• Assignment
Copy out all of the records. Keep every word exact.
══════════════════════════════
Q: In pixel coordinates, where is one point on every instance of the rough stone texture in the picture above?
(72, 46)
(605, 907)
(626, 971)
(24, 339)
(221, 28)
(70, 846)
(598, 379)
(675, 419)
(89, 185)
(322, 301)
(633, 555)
══════════════════════════════
• Task result
Q: In pixel coordinates, where is one point on every instance of the rough stone texture in the picture above?
(72, 46)
(605, 907)
(626, 971)
(24, 339)
(221, 28)
(70, 846)
(598, 379)
(675, 419)
(89, 185)
(322, 301)
(633, 555)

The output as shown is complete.